--- Begin EXCERPTED TEXT ---

Tired of all his legal struggles in Canada, he and Ingrid consulted 
with a Tennessee immigration attorney in the summer of 2000, and they 
decided to get married then, and not later. In October 2000 they 
began life together in Tennessee assured in the knowledge that, like 
others who marry U.S. citizens after entering for some other reason, 
Ernst's status would be resolved through his marriage, without need 
for him to leave the United States. Their Tennessee attorney told 
them so.

  And now Judge Cook was effectively challenging me in not so many 
words to admit that I had outmaneuvered the government - that if my 
argument were accepted the United States government was backed into a 
corner with no way out, that I had somehow trapped the government by 
its own words or acts. That the United States government had been 
outsmarted.

  The term "gotcha" was not exactly neutral and dispassionate judicial 
language. It implies something devious, something substantively 
unfair. It evokes images of gamesmanship - of legal scholars or canon 
law experts or rabbis sitting in their parlors seeing who can one-up 
the other with their logic. I bridled at the suggestion.

--- End EXCERPTED TEXT ---
--- Begin SUPPLIED MATERIAL ---

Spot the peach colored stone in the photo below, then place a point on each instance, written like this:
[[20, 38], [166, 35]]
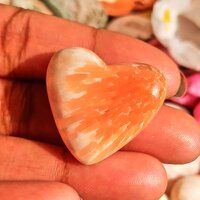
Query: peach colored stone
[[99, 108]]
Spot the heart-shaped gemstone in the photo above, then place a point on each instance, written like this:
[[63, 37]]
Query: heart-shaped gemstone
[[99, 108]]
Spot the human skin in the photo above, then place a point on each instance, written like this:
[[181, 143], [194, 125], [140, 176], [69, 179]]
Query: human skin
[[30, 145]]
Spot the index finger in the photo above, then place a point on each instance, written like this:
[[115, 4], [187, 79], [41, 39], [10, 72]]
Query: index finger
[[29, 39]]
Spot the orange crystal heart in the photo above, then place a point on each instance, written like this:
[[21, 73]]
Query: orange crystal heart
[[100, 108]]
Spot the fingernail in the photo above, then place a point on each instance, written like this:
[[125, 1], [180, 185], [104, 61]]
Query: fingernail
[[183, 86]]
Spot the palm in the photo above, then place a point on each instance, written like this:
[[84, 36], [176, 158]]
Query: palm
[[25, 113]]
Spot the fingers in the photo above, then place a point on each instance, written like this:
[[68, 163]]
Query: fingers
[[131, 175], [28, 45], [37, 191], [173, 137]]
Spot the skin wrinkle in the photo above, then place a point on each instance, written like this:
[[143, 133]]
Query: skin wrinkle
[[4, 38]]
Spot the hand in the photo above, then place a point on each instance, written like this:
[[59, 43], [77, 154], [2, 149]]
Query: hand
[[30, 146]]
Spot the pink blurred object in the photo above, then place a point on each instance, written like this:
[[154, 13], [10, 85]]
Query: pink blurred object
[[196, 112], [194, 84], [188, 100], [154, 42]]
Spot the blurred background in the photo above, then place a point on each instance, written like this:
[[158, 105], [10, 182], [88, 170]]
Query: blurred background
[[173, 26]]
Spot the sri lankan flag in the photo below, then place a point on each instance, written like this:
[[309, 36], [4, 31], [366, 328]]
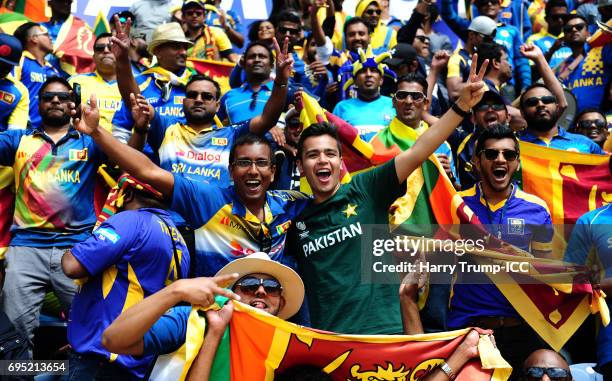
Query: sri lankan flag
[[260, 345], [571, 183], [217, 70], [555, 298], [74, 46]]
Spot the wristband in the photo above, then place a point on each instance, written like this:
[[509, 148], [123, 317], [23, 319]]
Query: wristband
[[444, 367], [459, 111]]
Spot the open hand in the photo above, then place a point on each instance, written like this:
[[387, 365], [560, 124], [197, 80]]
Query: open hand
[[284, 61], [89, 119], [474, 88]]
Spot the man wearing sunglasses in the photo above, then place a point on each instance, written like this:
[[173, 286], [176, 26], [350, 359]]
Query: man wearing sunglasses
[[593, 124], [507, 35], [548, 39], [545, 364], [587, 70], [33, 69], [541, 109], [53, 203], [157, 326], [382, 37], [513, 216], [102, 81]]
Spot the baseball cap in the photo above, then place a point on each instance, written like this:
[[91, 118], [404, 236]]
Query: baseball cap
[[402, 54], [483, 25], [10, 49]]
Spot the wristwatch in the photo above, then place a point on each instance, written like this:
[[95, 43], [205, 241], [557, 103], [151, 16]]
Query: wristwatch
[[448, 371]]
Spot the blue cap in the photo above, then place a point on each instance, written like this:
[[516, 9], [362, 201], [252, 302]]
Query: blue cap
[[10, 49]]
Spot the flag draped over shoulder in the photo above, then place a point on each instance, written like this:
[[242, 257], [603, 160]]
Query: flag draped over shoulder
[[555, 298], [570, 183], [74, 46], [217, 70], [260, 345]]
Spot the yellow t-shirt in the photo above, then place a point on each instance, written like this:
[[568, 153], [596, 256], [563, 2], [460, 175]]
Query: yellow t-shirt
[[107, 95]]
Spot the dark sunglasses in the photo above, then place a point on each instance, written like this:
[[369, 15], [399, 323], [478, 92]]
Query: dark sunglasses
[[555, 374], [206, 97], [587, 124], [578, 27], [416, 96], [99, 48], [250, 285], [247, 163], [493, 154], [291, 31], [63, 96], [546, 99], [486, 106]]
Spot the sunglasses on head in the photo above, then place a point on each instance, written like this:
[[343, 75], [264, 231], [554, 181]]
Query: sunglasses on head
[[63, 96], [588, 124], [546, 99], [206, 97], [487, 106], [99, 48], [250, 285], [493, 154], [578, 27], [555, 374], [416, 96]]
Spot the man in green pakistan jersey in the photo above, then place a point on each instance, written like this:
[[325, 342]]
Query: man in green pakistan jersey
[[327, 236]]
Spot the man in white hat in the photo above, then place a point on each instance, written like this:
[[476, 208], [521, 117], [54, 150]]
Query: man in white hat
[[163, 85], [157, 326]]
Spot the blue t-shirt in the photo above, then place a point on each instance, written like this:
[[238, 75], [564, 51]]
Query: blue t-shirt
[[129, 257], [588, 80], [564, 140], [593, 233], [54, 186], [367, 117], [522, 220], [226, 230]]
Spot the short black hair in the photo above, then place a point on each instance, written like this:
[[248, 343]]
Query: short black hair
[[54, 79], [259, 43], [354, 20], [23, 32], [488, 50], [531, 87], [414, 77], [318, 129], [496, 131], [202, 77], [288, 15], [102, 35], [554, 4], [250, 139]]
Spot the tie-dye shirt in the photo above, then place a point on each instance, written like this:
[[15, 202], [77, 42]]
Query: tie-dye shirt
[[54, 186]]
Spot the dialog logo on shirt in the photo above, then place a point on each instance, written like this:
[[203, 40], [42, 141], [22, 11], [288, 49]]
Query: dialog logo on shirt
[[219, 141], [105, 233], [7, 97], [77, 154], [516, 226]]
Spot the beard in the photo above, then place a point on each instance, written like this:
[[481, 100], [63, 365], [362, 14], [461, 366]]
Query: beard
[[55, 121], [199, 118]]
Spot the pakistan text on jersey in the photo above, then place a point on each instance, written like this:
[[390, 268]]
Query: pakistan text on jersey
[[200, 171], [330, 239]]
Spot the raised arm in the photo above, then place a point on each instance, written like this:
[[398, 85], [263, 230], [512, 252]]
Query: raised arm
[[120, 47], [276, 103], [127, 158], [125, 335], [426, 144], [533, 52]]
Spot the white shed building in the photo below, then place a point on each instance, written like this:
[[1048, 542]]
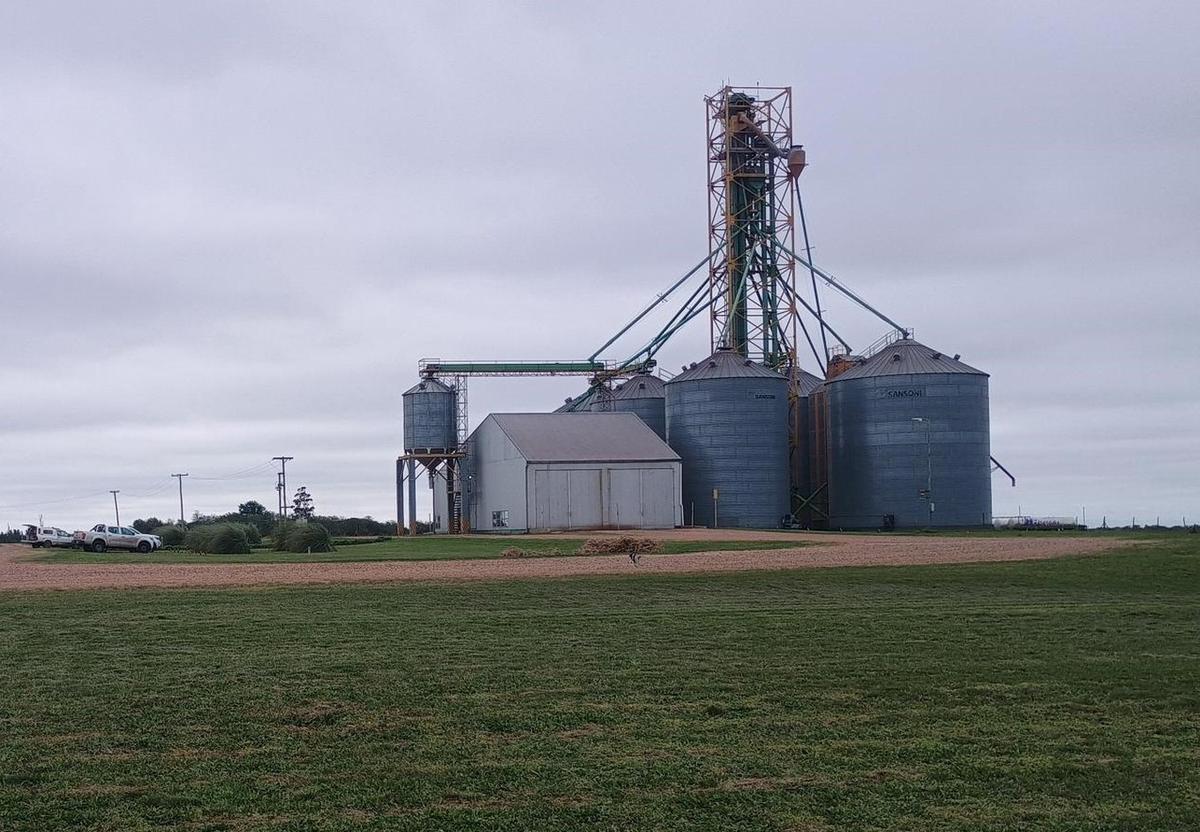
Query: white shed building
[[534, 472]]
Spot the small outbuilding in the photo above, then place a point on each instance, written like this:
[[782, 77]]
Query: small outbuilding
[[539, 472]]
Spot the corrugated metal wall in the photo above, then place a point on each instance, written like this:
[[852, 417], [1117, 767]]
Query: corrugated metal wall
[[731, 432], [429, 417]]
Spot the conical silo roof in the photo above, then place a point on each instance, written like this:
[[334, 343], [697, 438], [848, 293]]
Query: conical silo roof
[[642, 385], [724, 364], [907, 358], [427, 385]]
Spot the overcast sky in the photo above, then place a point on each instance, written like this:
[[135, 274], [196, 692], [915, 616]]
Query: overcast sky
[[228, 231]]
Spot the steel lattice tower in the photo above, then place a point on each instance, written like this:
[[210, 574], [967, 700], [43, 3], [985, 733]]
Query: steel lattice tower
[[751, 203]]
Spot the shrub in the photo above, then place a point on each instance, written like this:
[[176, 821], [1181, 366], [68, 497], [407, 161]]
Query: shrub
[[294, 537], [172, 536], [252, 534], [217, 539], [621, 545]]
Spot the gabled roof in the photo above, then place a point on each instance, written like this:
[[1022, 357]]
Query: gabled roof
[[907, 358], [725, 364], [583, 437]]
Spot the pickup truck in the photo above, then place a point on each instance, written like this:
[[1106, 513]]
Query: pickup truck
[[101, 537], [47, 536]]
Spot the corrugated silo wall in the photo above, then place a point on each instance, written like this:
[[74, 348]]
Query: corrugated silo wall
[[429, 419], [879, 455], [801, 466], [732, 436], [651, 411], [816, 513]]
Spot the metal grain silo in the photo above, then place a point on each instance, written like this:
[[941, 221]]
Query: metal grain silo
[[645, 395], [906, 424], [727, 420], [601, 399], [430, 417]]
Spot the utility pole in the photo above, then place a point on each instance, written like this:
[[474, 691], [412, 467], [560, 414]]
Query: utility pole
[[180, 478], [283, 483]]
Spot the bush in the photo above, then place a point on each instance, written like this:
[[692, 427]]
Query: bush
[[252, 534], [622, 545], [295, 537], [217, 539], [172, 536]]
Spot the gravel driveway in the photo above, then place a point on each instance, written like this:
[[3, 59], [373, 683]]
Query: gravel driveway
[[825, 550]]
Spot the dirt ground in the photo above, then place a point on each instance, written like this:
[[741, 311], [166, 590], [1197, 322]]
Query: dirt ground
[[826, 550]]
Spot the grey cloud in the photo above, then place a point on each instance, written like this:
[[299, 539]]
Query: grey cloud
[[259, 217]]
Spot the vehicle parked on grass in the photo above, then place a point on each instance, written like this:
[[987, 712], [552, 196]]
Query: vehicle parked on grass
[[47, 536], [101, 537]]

--- End SUPPLIED MATERIAL ---

◆ STATED EXERCISE: Extend the account of Ernst and Ingrid's immigration case above, picking up right after "I bridled at the suggestion."

◆ FINAL RESULT:
  And while I knew what prompted the question, I was also startled at 
the candor of the judge. Even considering the coded implications of 
her slang, to pose the question so openly smacked of desperation. The 
desperation itself was not a surprise, but the revelation was. (Was 
Judge Cook thinking of her own public humiliation, two weeks earlier, 
as a "gotcha" moment? On January 12, 2007, after an investigative 
reporter had uncovered two illegal campaign contributions she made 
after she had taken office as a federal judge, she apologized and 
backtracked from an earlier explanation that these contributions had 
been made by her lawyer husband. She explained instead that she 
hadn't been aware of the prohibition, since she had not attended 
federal judges' school.)

  My answer to Judge Cook's question, formed hastily and framed in as 
dignified a tone as I could muster, was that we were not playing 
"gotcha" at all, but rather just urging the court to follow the law. 
It was very true. But in retrospect that was too prosaic an answer, 
too defensive to have been the best answer.

  The gall! What I wish I would have declared to Judge Cook and her 
colleagues was that if there was any "gotcha" involving Ernst Zundel 
and the United States, the judge had it backwards - big time!

  This certainly wasn't a case where Ernst Zundel and his 
slingshot-armed lawyer should stand accused of "putting one over" on 
the United States, but rather a case where the United States had 
pulled a Goliath-style "gotcha" on Ernst.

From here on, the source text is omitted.